■ **Dataset extract**
▼
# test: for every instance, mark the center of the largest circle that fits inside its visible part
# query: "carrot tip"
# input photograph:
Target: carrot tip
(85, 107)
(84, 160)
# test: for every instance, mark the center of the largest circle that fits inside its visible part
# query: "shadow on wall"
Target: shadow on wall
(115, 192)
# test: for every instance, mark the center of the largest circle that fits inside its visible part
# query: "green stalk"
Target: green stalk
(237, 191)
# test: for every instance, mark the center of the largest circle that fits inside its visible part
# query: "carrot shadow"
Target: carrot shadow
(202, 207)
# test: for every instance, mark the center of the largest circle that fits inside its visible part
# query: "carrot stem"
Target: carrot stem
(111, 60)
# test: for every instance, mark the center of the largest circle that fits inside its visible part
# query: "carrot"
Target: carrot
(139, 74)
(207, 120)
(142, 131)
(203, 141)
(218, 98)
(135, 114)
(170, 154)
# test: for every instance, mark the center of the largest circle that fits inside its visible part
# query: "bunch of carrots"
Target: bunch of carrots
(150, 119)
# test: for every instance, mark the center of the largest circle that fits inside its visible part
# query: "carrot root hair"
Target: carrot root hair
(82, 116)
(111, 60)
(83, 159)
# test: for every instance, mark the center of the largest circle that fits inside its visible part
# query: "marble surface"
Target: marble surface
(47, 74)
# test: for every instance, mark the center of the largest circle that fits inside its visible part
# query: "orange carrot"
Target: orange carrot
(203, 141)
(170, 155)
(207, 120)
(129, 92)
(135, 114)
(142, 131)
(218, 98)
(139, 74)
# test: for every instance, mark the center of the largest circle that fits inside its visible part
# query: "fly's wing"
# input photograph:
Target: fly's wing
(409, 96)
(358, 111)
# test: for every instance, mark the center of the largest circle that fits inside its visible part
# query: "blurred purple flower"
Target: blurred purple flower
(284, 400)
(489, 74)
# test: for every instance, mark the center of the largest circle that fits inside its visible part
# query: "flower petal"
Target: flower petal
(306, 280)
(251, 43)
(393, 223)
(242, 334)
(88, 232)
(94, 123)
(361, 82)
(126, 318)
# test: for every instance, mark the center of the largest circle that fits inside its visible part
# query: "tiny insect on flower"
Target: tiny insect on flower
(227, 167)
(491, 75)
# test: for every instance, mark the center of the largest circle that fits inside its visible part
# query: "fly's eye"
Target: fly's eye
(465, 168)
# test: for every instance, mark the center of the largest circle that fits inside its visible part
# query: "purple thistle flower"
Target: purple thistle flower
▲
■ **Task to carry out**
Reproduce every record above exactly as it appears.

■ **Written answer**
# test: for every instance, mark the center of the largest circle that fits inside its visible part
# query: "carrot tip"
# input photograph:
Target: carrot tip
(85, 107)
(84, 160)
# test: for every instance, mark the center of the largest circle that fits inside its visible part
# query: "shadow on wall"
Target: shadow on wall
(115, 192)
# test: for every instance, mark the center of the largest circle that fits inside its visible part
# query: "green stalk"
Target: green stalk
(237, 191)
# test: for every instance, mark the center of the largest circle that fits inside its visible part
# query: "carrot shadow"
Target: carrot shadow
(202, 207)
# test: for every instance, mark the center of the largest circle that fits inside its visible part
# query: "carrot stem"
Target: carrot stem
(111, 60)
# test: for every instance, mark the center of the largest circle that fits inside its visible part
# query: "carrot"
Target: carrot
(139, 74)
(207, 120)
(142, 131)
(203, 141)
(218, 98)
(135, 114)
(170, 154)
# test: for every instance, mark the center of the largest circle that fits inside its visible part
# query: "bunch of carrots"
Target: bunch of carrots
(150, 119)
# test: for every instance, mark the center of the largest circle that fits inside its visible part
# query: "carrot root hair"
Target: carrot root hair
(82, 116)
(111, 60)
(83, 159)
# test: for every instance, mark the center of the largest circle that fits inside its visible part
# query: "marble surface"
Target: marble surface
(47, 74)
# test: for every instance, mark the center of the largest circle that fits inside its visible part
# query: "orange carrot"
Target: orange carrot
(203, 141)
(170, 155)
(207, 120)
(129, 92)
(135, 114)
(142, 131)
(218, 98)
(139, 74)
# test: for every instance, mark the center of the largest circle that fits inside its visible part
# query: "fly's wing"
# input photograph:
Target: fly's wing
(409, 96)
(358, 111)
# test: for every instance, mark the center of the largest circle that fits inside its visible part
# query: "blurred purple flower"
Target: blurred purple flower
(284, 400)
(489, 74)
# test: for every instance, mark the center of the largest circle that fits inside its visible part
# query: "flower petal"
Target: flower petal
(306, 280)
(251, 43)
(393, 223)
(242, 334)
(88, 232)
(94, 123)
(361, 82)
(126, 318)
# test: for every instance, mark the center of the largest circle that fits inside its visible part
# query: "tiny insect on flower"
Target: tiny insect on flower
(227, 167)
(491, 75)
# test: for every instance, mark the center of the largest circle that fits inside its visible part
# query: "fly's eye"
Target: fly's eye
(465, 168)
# test: for every instance, mark the center of the largest circle that fits inside its visible part
# query: "purple thistle flower"
Target: purple thistle flower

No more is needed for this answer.